**AIM**
Copy out the data below word for word, starting at the line containing "Each instance of the side" and ending at the line containing "pixel 49 240", with both of those lines included.

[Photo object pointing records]
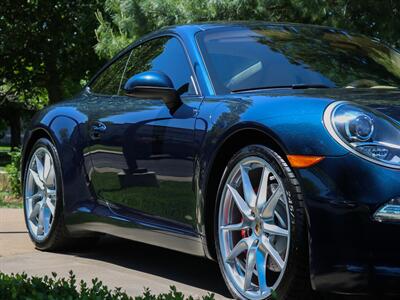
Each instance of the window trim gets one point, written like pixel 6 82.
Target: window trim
pixel 137 44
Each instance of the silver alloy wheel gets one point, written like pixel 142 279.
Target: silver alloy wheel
pixel 254 228
pixel 40 193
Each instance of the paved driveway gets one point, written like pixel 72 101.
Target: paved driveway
pixel 117 262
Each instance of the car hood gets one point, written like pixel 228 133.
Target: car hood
pixel 386 101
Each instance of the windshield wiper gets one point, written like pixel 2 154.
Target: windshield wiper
pixel 297 86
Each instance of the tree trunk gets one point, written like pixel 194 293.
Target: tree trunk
pixel 53 81
pixel 15 125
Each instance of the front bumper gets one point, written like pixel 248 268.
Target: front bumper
pixel 350 252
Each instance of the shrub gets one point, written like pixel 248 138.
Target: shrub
pixel 14 174
pixel 20 286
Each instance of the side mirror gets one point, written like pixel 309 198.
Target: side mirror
pixel 153 85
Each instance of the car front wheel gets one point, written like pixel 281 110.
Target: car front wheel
pixel 260 233
pixel 43 198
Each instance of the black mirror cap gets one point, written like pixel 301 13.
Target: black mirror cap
pixel 153 85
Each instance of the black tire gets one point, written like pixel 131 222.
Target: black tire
pixel 58 238
pixel 295 283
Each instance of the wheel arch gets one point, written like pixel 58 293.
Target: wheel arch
pixel 33 137
pixel 63 132
pixel 233 142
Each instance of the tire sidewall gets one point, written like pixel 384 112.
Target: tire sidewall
pixel 294 205
pixel 49 240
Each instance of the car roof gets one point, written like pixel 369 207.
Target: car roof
pixel 200 26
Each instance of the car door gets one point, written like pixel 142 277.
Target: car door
pixel 142 154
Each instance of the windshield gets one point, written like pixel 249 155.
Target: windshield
pixel 243 58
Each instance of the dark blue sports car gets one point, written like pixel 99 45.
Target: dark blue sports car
pixel 271 148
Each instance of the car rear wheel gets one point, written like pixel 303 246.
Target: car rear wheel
pixel 260 228
pixel 43 198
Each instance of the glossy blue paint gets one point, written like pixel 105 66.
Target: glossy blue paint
pixel 147 174
pixel 148 79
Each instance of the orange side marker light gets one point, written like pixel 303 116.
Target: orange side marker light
pixel 304 161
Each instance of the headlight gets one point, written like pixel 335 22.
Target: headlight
pixel 365 132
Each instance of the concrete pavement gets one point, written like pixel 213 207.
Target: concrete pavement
pixel 116 262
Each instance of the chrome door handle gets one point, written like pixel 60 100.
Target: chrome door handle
pixel 97 129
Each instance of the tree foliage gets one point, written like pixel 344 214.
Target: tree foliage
pixel 45 45
pixel 126 20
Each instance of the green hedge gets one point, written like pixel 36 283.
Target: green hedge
pixel 21 286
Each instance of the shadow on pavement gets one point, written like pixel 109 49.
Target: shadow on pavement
pixel 186 269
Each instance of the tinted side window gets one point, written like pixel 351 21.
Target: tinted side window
pixel 109 81
pixel 164 54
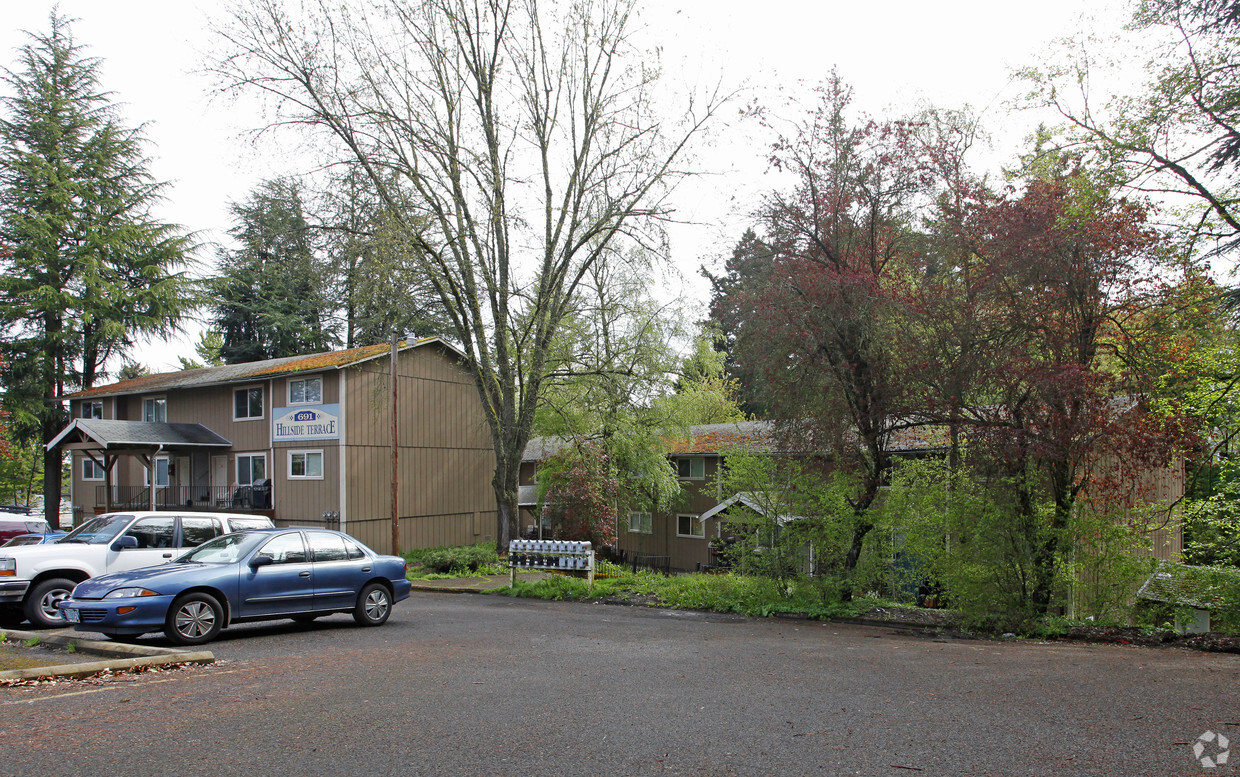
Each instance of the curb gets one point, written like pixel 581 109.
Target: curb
pixel 122 657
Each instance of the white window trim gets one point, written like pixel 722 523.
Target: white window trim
pixel 93 464
pixel 248 455
pixel 693 518
pixel 263 402
pixel 153 399
pixel 306 477
pixel 690 477
pixel 289 387
pixel 651 523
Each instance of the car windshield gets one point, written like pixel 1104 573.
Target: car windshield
pixel 24 539
pixel 226 549
pixel 98 531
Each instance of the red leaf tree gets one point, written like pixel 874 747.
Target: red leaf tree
pixel 821 326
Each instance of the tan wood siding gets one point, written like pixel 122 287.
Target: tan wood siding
pixel 447 460
pixel 303 498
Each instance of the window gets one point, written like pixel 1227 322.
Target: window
pixel 155 410
pixel 251 467
pixel 691 469
pixel 285 549
pixel 153 532
pixel 91 470
pixel 688 526
pixel 326 547
pixel 305 465
pixel 248 403
pixel 640 523
pixel 241 524
pixel 197 531
pixel 160 472
pixel 305 390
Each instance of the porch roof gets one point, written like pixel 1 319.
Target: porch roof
pixel 108 435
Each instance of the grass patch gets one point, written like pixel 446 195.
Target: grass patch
pixel 737 594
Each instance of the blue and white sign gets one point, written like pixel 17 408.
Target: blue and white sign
pixel 305 423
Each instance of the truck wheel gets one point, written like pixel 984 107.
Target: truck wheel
pixel 41 602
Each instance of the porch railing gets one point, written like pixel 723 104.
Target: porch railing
pixel 185 497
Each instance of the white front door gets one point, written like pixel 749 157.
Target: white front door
pixel 220 478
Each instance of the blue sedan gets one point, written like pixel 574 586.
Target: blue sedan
pixel 258 575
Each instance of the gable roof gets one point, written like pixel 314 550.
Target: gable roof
pixel 251 371
pixel 752 502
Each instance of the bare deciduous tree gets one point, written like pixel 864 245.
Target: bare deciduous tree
pixel 527 133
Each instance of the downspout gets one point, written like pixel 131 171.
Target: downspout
pixel 270 446
pixel 150 475
pixel 341 509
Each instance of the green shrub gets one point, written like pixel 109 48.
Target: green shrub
pixel 458 560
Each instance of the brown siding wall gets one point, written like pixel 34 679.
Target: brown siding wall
pixel 685 553
pixel 447 460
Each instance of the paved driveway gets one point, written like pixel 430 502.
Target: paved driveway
pixel 460 684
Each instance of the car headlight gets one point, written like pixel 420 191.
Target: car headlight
pixel 129 594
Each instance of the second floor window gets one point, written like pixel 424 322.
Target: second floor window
pixel 154 410
pixel 691 469
pixel 640 523
pixel 251 467
pixel 305 465
pixel 305 390
pixel 248 403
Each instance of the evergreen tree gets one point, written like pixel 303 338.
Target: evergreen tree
pixel 91 269
pixel 272 294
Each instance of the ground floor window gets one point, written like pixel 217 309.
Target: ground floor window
pixel 160 466
pixel 688 526
pixel 640 523
pixel 91 470
pixel 251 467
pixel 305 465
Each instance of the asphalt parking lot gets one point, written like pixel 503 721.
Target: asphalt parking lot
pixel 458 684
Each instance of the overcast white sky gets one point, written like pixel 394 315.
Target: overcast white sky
pixel 895 53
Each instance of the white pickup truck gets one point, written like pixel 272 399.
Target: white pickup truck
pixel 34 578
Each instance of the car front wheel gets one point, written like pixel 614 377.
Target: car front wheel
pixel 194 618
pixel 41 605
pixel 373 605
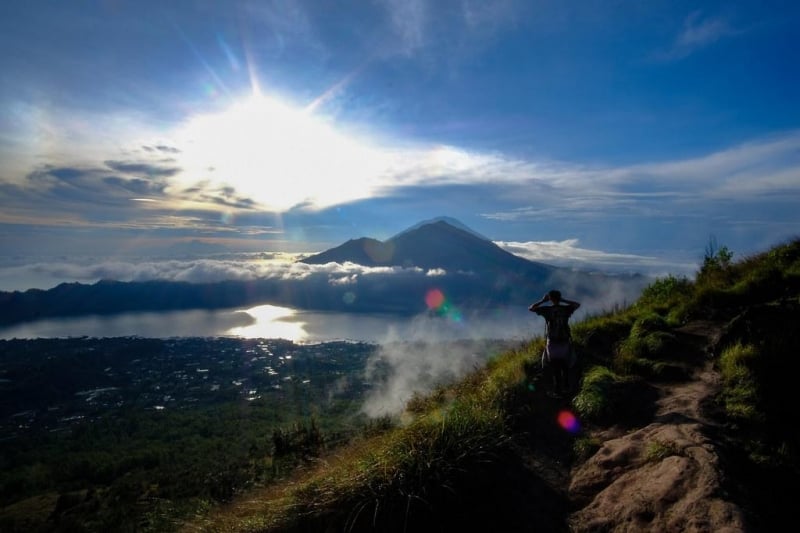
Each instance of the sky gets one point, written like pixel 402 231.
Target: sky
pixel 619 134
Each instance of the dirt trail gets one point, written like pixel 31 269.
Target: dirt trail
pixel 667 475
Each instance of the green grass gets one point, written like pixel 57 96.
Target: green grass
pixel 448 437
pixel 740 393
pixel 658 450
pixel 595 399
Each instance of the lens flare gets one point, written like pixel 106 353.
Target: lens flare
pixel 568 421
pixel 434 299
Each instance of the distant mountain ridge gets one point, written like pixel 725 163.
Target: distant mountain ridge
pixel 437 244
pixel 471 271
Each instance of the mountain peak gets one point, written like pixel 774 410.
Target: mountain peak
pixel 439 243
pixel 443 220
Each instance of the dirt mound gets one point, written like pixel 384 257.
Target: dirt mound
pixel 666 476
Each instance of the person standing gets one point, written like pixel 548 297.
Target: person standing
pixel 558 337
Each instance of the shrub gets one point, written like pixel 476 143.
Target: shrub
pixel 593 401
pixel 666 292
pixel 740 386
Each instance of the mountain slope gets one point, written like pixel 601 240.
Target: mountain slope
pixel 434 245
pixel 685 414
pixel 471 272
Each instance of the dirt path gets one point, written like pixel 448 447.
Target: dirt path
pixel 665 476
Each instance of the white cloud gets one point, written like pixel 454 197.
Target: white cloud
pixel 569 253
pixel 698 32
pixel 241 268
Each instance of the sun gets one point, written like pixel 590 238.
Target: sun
pixel 279 156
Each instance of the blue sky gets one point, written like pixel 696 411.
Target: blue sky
pixel 620 133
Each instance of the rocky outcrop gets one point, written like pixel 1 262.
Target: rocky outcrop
pixel 667 476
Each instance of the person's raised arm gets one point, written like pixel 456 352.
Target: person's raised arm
pixel 535 306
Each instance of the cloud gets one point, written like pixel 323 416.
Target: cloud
pixel 145 169
pixel 698 32
pixel 246 267
pixel 568 253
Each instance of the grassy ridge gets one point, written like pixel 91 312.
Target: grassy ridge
pixel 456 453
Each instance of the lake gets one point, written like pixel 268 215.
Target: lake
pixel 269 321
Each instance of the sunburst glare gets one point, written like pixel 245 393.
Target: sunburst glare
pixel 279 156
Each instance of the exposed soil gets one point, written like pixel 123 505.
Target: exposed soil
pixel 658 469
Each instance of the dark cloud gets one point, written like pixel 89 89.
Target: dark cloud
pixel 167 149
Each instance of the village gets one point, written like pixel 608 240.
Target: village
pixel 50 385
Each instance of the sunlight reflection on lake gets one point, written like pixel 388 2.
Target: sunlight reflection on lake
pixel 270 321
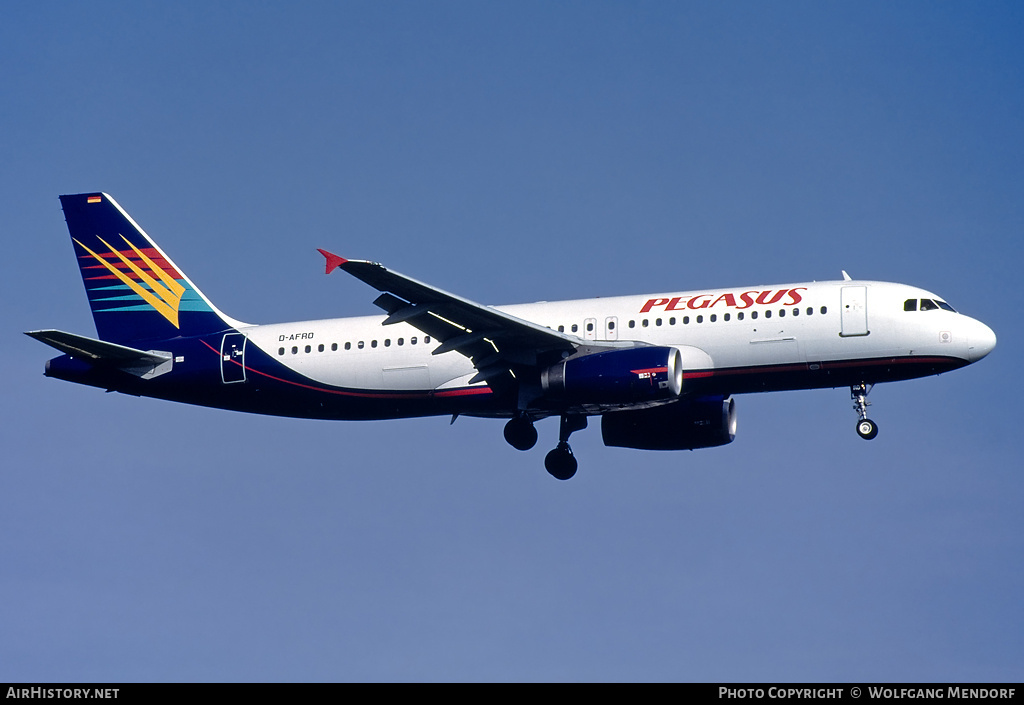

**SOLUTION TO THIS EXERCISE**
Each instance of the side mirror gets one point, written like pixel 309 198.
Target: side mirror
pixel 153 85
Each instance of the car front wheel gets one point, written like pixel 281 110.
Target: car front wheel
pixel 260 233
pixel 43 198
Each instance of the black mirror cap gets one point, written like pixel 301 13.
Target: black mirror cap
pixel 153 85
Each instance of the black tire gets one point, written like pixel 131 222.
Target: black tire
pixel 58 238
pixel 295 283
Each instance of the wheel arch gets one point, written like pixel 58 293.
Target: wheel arch
pixel 33 137
pixel 63 132
pixel 233 142
Each instance of the tire sidewall gets one point, written like pixel 384 112.
Target: tire sidewall
pixel 294 205
pixel 49 240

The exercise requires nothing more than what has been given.